** Opening Given information block **

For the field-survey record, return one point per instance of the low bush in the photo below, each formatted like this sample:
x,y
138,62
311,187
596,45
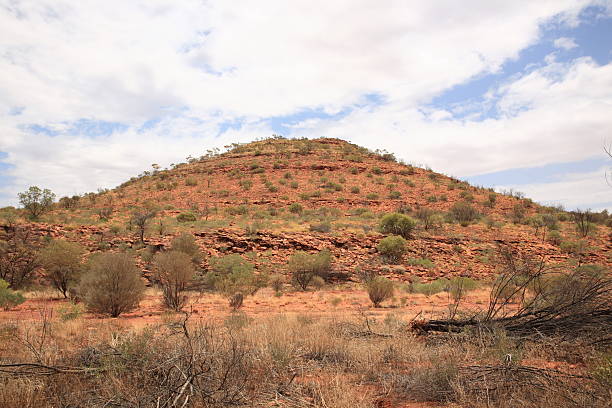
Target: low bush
x,y
303,267
424,262
112,285
186,217
397,224
173,271
61,261
296,208
321,227
9,298
379,290
464,213
392,248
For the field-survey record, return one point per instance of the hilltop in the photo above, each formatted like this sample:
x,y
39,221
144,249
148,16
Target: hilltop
x,y
266,199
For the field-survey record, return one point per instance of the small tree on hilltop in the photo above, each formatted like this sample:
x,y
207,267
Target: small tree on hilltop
x,y
36,201
173,272
112,284
62,263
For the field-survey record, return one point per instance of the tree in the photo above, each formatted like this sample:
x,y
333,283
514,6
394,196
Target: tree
x,y
9,298
173,272
18,260
62,263
140,219
112,285
36,201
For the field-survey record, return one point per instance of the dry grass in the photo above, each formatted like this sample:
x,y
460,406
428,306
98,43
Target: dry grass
x,y
344,360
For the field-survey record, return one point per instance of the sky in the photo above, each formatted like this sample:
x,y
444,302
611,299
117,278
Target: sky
x,y
505,94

** Closing Given information block **

Exercise details: Set down all of the data word for word; no pictures belong in it.

Written reply:
For the field-survey record, return one point per instance of the low bush in the photo below, each formatted like this sample:
x,y
138,62
311,187
596,45
Target: low bush
x,y
303,267
424,262
112,285
186,217
397,224
173,271
61,261
296,208
321,227
9,298
379,290
464,213
392,248
For the field-survey record, return one point per instance of the hilltop in the photo above, each formatted like this sample:
x,y
39,221
144,249
148,16
Target: hilltop
x,y
266,199
For the field-survey record, return one point per instance of the small tree on hilltop in the photo above, each formatted like this sample:
x,y
207,267
Target: small tree on hilltop
x,y
36,201
173,272
112,284
62,263
For the field-survey record, return one point per instance of the tree in the photo above, each formatted like this sample:
x,y
333,283
514,6
394,196
Target: tree
x,y
9,298
173,272
18,260
62,263
140,219
112,285
36,201
For the field-survey record, return one point per instance of the dry grass in the photo above, each formatted like this sample:
x,y
460,406
428,306
98,43
Target: dry grass
x,y
344,360
For the field-survey record, return one point per instance of the sky in the photo above, each formatted like this sample:
x,y
444,302
611,299
117,278
Target: sky
x,y
505,94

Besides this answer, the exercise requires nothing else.